# [Task instructions]
Retype all of the data that follows, line for line.

# [Records to process]
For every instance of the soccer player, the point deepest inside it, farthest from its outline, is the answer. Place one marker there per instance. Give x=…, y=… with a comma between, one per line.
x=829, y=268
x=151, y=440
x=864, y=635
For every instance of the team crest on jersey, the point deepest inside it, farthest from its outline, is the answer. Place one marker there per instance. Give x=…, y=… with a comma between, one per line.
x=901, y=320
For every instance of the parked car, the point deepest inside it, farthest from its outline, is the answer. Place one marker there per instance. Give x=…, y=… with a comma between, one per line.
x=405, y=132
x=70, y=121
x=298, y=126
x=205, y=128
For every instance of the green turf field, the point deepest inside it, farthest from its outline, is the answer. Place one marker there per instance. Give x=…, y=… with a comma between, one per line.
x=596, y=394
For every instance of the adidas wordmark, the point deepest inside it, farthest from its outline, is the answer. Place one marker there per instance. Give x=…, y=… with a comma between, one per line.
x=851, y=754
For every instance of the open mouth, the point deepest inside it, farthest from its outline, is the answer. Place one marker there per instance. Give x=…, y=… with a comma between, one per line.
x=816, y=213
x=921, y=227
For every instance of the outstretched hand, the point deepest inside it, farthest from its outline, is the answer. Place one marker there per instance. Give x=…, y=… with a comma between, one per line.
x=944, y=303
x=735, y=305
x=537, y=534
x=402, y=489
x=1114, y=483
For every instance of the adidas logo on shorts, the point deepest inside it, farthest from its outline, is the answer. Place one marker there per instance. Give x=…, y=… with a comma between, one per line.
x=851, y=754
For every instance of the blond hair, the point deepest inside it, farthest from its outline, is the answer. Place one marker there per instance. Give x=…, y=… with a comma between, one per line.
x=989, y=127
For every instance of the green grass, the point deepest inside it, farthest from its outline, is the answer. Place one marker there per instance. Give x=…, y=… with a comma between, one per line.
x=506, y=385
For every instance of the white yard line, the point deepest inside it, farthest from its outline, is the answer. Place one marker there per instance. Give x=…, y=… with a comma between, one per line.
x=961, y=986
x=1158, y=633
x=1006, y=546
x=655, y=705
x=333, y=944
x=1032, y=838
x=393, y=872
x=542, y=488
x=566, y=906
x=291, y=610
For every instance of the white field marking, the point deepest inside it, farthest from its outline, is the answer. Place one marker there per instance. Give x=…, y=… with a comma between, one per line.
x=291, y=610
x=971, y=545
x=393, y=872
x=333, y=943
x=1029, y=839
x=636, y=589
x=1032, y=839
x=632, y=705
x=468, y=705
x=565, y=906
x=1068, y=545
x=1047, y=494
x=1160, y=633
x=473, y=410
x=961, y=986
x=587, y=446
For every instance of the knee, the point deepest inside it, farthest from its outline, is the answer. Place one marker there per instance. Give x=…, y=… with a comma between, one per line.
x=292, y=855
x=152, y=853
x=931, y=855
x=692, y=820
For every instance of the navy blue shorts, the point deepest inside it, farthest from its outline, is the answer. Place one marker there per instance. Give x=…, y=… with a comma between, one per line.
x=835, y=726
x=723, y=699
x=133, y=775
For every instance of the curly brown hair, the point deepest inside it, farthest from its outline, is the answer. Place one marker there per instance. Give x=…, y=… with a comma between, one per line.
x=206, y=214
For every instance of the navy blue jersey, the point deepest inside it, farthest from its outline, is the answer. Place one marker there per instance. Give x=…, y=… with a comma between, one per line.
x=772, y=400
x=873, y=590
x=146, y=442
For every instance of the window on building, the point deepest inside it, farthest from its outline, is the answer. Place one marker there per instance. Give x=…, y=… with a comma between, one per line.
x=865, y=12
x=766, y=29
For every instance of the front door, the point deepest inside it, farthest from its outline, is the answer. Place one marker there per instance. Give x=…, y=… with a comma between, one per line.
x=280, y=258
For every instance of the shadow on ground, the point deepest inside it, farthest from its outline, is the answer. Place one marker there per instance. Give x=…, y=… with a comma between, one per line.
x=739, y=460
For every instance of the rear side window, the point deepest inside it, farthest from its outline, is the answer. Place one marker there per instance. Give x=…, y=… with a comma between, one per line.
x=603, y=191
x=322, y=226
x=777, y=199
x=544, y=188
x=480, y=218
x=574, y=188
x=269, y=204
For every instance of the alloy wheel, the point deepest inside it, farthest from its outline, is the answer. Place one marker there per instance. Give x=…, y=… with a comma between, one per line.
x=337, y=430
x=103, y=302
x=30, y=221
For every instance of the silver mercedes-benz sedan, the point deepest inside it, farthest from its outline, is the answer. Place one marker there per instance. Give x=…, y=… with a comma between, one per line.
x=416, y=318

# [Result below]
For every instance of the soccer player, the point deepest inside it, farthest from its outline, is the answer. Place one marker there per instance. Give x=…, y=… with a comma between, one per line.
x=829, y=268
x=151, y=440
x=864, y=635
For every instance of the team crest on jersey, the point deepest inside it, farthest from its outline, is the answer. Place one marker there per instance. Give x=…, y=… with a comma between, one per line.
x=901, y=320
For every instance of the parked car, the point deepest inside it, farthest from its outline, is the answer. Place one marker there per instance. Give x=…, y=… with a comma between, one per line.
x=405, y=132
x=70, y=121
x=298, y=126
x=205, y=128
For every instance of the green turf field, the point deepest inside it, farthest from its outline, is the answer. Place one marker there per instance. Give x=…, y=… with a comma between, one per line.
x=596, y=394
For every instance of the adidas wordmark, the point deepest inside it, farthest from its outline, is the answer. Place one marker there per instance. Give x=…, y=… with a comma between, one per line.
x=851, y=754
For every instance of the open mouth, the point deepest inside it, farthest from its outline, is the answer. Place one marker there per instance. Give x=…, y=… with a comma between, one per line.
x=816, y=213
x=921, y=227
For every instance of the outstretched hand, the point deepest inside it, farthest from its outline, is the answer. Place one marker there per instance. Give x=…, y=… with a comma between, one per line.
x=944, y=303
x=735, y=305
x=537, y=534
x=402, y=489
x=1114, y=483
For every instance of the adidas logo on shorts, the point deepest inside it, farthest from its outline, is the answer. Place one marker there per instance. Give x=…, y=… with a comma between, one per line.
x=851, y=754
For every instance of the blond hair, the point deepest inside it, farthest from its outline, is the answer. Place one marker there per instance. Give x=…, y=… with a comma between, one per line.
x=989, y=127
For every instance of the green grass, the point deepest inside it, farthest from its outline, is the answer. Place one marker there per instance. Give x=…, y=… with a comma between, one per line.
x=506, y=385
For every instance of the white yard line, the point deepest inside it, farthest from its outline, is the answer. Place one marker there per instance. Give x=…, y=… with a comma between, one per line.
x=961, y=986
x=1158, y=633
x=1006, y=546
x=655, y=705
x=333, y=944
x=1032, y=838
x=393, y=872
x=542, y=488
x=566, y=906
x=291, y=610
For every instance of the white field marking, the point deepest inside it, farthest from its outline, is the answer. Place one marker there per instance. Give x=…, y=… with a comma between, one per line.
x=291, y=610
x=971, y=545
x=393, y=872
x=333, y=943
x=1029, y=839
x=636, y=589
x=1032, y=839
x=632, y=705
x=468, y=705
x=565, y=906
x=1068, y=545
x=1047, y=494
x=1160, y=633
x=473, y=410
x=961, y=986
x=587, y=446
For every instance of the knee, the point deepest inside it, farthest from its outline, is the answer. Place one marker there per instance. Give x=…, y=… with a comma between, one per line.
x=292, y=855
x=152, y=853
x=931, y=855
x=692, y=820
For every instance of the navy blue shorts, the point deepest inside it, farthest from its outline, is the answer. Place one marker there per instance. Give x=…, y=… with a comma between, one per line.
x=835, y=726
x=723, y=699
x=133, y=775
For every instance of the curly brown hair, the point deepest inside it, farthest from its outline, is the answer. Place one marker there per instance. Give x=…, y=… with a comma between, one per line.
x=206, y=214
For every instance of the navy blue jersey, the point deepest inside it, farthest from its outline, is the answer. Place one marker there per instance. Give x=…, y=… with a comma between, one per line.
x=772, y=400
x=873, y=590
x=146, y=442
For every instance of the window on building, the point deepest inside it, farthest from its outline, is the answer. Place one marker there per instance. Give x=…, y=… with a comma between, one per line.
x=865, y=12
x=766, y=29
For every instance of the front door, the point deepest inside it, farthest from its outline, is the answer. Place one marker there per instance. Give x=…, y=… with a comma between, one per line.
x=280, y=258
For every instance of the shadow on ground, the point deepest inside it, farthest from its outline, is the answer. Place one marker there per instance. Give x=…, y=… with a comma between, one per line.
x=739, y=460
For every instance of the rear side window, the point deepest inside it, farthest from its outline, is the answer. Place one marker there per instance. Give x=…, y=… with a comma between, one per line.
x=603, y=191
x=322, y=226
x=777, y=199
x=544, y=188
x=480, y=218
x=574, y=188
x=269, y=204
For every instance of the alloy wheel, the point deepest inside it, farthest from its outline, is the answer. Place one marker there per instance. Give x=…, y=… with a comma between, one per line.
x=337, y=430
x=103, y=302
x=30, y=221
For every instance of the silver mercedes-benz sedan, the point deepest inside it, farthest from its outline, is the answer. Place one marker there per instance. Give x=…, y=… with a comma between, one per line.
x=416, y=318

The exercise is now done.